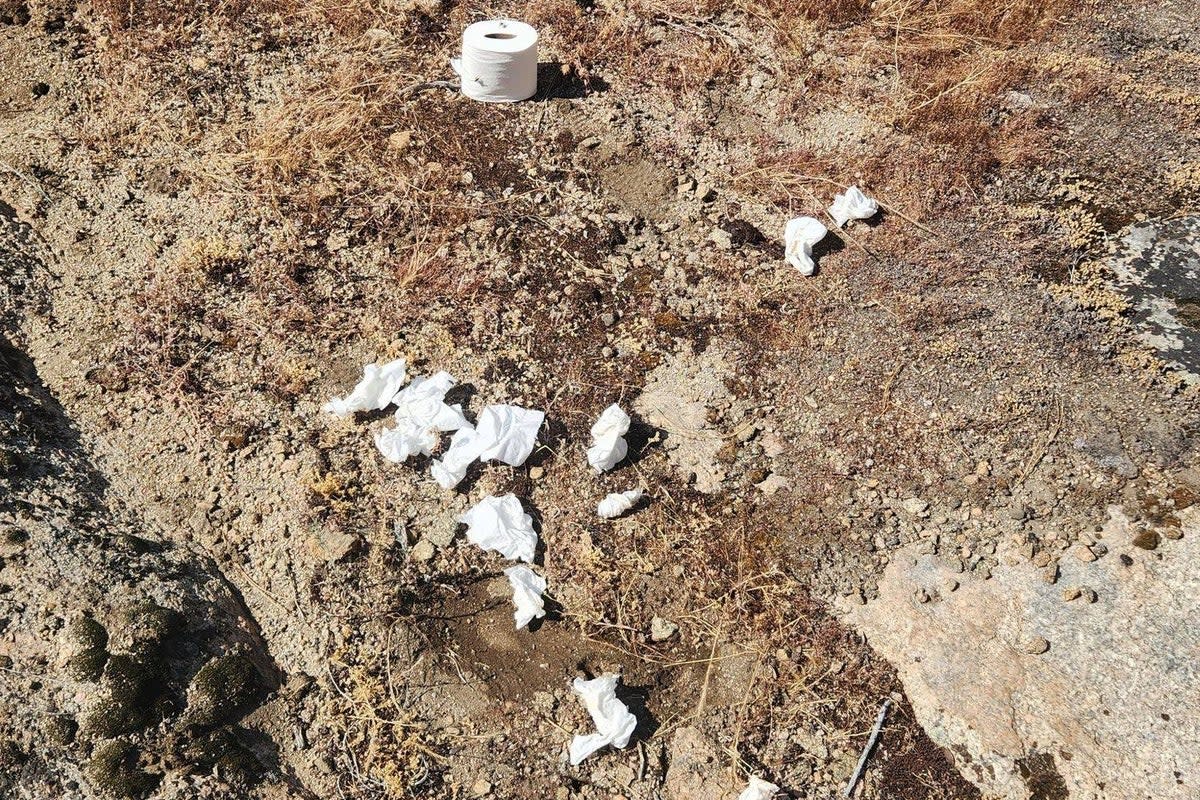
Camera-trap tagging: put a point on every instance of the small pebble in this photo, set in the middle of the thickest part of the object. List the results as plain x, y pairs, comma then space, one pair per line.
1084, 553
1036, 645
1146, 540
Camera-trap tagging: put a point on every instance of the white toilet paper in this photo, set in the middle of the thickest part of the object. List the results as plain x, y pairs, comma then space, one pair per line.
499, 61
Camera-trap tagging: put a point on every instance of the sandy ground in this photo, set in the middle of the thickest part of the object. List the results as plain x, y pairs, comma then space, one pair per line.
214, 221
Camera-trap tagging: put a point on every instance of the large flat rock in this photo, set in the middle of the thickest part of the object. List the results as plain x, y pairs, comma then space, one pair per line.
1110, 710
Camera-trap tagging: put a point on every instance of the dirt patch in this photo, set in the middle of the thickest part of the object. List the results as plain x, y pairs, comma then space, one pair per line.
229, 212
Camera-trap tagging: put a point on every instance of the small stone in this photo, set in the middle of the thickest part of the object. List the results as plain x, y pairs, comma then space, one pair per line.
1036, 645
400, 140
663, 629
1018, 512
423, 551
721, 239
1146, 540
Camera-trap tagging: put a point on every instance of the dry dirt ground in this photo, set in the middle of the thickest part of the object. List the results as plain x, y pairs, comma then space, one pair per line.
214, 216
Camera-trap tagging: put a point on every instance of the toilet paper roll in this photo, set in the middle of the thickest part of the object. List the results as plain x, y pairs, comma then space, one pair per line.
499, 61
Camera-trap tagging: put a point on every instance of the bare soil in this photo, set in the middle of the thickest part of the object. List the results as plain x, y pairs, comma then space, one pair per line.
214, 216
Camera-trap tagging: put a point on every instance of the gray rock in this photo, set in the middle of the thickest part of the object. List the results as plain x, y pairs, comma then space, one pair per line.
1122, 705
663, 629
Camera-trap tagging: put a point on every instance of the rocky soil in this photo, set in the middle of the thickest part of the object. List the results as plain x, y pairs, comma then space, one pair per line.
949, 468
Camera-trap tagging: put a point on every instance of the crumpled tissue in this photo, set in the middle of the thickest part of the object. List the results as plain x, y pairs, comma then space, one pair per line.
508, 433
501, 524
421, 414
615, 723
799, 236
609, 445
759, 789
379, 384
505, 433
618, 503
852, 205
527, 588
451, 468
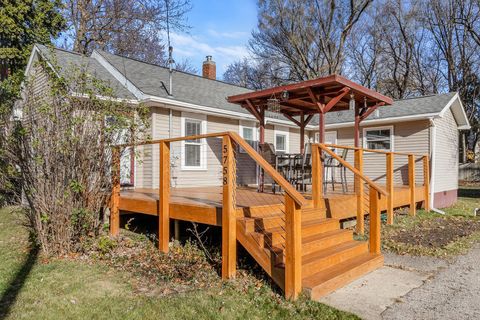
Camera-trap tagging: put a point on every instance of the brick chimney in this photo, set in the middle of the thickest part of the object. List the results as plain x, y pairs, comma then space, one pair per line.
209, 70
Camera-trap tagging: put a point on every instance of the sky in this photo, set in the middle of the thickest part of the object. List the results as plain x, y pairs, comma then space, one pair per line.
220, 28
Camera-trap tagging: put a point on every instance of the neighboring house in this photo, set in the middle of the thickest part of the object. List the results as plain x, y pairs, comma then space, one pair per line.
197, 105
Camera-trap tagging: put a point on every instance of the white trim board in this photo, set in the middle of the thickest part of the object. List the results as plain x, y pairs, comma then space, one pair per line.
392, 136
203, 143
281, 131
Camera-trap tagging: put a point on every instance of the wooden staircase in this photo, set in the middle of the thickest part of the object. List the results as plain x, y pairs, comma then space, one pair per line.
331, 257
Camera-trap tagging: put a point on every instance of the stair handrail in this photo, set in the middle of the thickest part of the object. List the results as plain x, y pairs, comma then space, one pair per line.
271, 171
294, 202
347, 165
332, 145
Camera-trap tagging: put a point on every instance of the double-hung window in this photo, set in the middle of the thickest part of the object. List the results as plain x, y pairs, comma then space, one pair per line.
248, 133
193, 150
379, 138
281, 140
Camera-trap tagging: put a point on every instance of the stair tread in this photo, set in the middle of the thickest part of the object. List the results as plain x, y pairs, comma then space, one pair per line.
338, 269
308, 223
323, 235
331, 250
276, 215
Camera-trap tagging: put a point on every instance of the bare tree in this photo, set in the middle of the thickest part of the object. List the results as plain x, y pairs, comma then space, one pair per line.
126, 27
252, 74
450, 23
306, 38
63, 151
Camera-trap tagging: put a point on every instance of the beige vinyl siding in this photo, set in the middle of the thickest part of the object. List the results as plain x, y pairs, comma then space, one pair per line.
143, 159
410, 137
446, 153
147, 169
212, 174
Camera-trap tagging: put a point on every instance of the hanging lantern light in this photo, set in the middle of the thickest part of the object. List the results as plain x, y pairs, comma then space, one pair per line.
351, 104
273, 104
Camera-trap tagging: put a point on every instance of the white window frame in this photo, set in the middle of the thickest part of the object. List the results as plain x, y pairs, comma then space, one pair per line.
203, 143
317, 136
281, 131
249, 125
392, 136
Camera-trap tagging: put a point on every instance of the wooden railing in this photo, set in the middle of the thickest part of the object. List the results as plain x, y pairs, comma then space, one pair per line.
389, 175
375, 194
293, 201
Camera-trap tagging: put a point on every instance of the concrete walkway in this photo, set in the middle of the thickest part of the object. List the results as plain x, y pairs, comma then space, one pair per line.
415, 288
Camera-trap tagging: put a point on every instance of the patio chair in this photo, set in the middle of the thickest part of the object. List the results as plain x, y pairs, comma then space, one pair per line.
330, 165
267, 151
303, 169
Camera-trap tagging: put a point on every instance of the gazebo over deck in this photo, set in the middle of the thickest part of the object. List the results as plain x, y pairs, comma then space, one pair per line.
300, 101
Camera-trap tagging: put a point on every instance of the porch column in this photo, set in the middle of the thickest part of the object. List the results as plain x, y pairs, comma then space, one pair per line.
302, 133
321, 127
356, 133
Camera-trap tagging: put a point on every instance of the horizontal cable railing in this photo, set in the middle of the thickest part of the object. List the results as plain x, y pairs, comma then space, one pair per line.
375, 194
392, 169
221, 161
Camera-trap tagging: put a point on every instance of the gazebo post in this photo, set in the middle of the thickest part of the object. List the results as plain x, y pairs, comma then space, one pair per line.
321, 127
302, 133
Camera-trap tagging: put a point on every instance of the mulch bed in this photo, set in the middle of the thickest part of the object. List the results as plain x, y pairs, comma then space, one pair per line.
437, 232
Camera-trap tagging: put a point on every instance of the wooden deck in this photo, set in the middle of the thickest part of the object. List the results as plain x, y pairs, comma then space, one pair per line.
295, 237
203, 205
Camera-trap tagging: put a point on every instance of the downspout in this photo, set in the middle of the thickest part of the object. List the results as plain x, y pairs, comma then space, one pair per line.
433, 133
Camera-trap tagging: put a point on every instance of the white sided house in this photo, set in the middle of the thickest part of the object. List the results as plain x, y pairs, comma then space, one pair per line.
195, 105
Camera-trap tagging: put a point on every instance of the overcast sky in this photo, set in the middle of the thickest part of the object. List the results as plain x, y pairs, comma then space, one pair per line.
220, 28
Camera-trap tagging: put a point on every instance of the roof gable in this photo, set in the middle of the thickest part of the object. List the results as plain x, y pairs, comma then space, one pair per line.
148, 78
63, 61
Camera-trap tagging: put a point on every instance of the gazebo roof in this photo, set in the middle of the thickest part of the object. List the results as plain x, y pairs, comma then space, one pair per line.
307, 97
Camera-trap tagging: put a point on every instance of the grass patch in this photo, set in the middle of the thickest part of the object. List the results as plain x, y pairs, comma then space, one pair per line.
432, 234
102, 287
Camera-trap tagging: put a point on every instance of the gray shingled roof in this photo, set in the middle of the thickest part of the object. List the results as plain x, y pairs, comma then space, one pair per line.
67, 60
399, 108
187, 87
198, 90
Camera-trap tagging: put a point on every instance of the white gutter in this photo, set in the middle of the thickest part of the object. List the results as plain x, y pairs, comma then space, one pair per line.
381, 121
433, 133
191, 107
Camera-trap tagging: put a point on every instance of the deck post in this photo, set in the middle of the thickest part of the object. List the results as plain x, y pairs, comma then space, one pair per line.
411, 184
390, 188
359, 190
317, 177
164, 197
115, 197
229, 236
375, 223
293, 248
426, 182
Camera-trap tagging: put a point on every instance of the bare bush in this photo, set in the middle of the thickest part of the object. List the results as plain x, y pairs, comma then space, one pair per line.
62, 148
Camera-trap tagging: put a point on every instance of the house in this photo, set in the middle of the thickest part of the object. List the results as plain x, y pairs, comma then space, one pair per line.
196, 105
192, 172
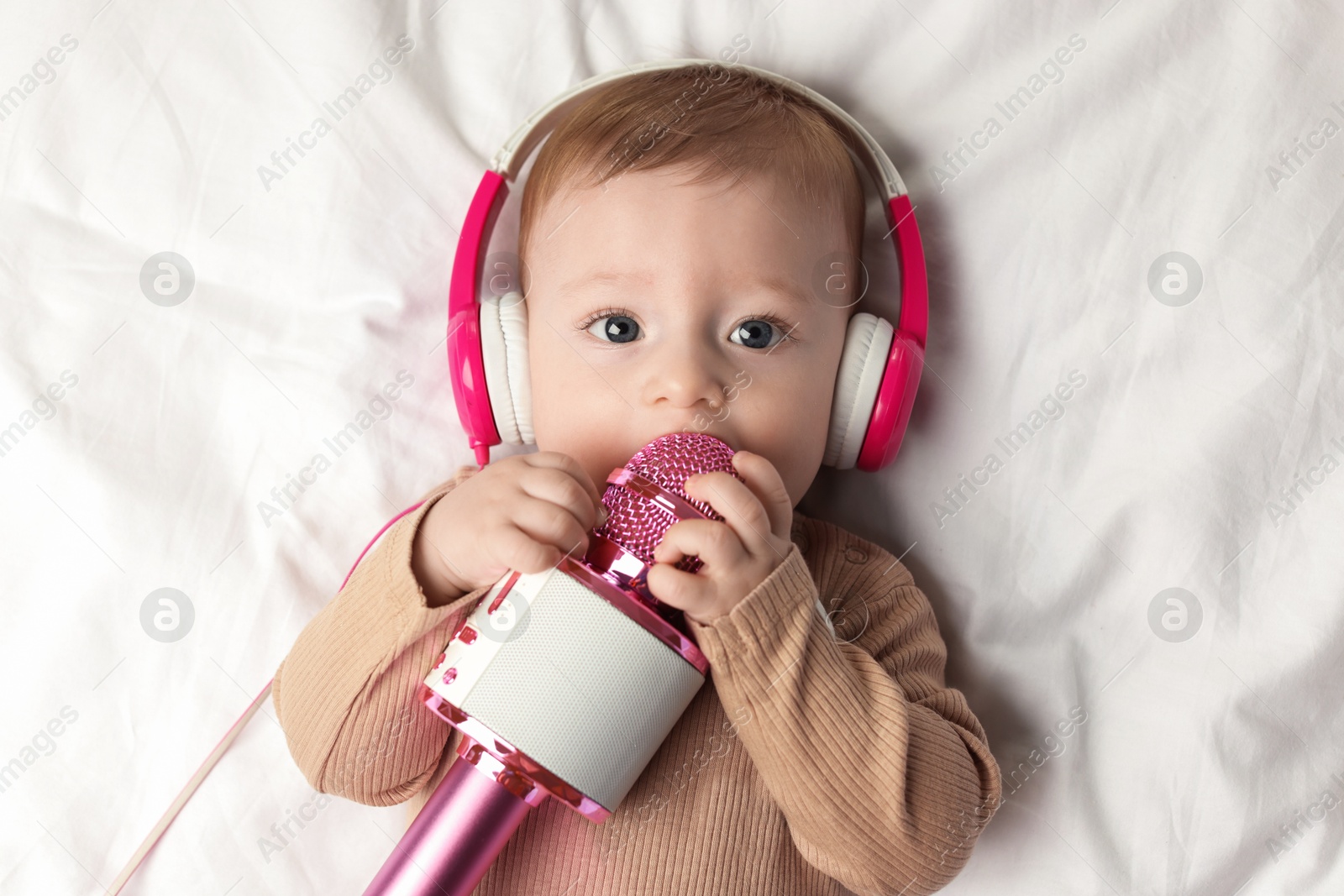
━━━━
Filter the records above, copying every line that contains the string "toilet". Case counts.

▶ CORRECT RESPONSE
Camera-trap tagging: put a point on every instance of the white toilet paper in this photo, set in the middle of the thickest part of the object. List the results as plain x, y pairs, comma then space, one pair per line.
Camera-trap tagging: put a point on every instance of the toilet paper roll in this photo, set in the middle of the thickest part of the object. List the results as plain x, y pairs, comma then space, one pair per line.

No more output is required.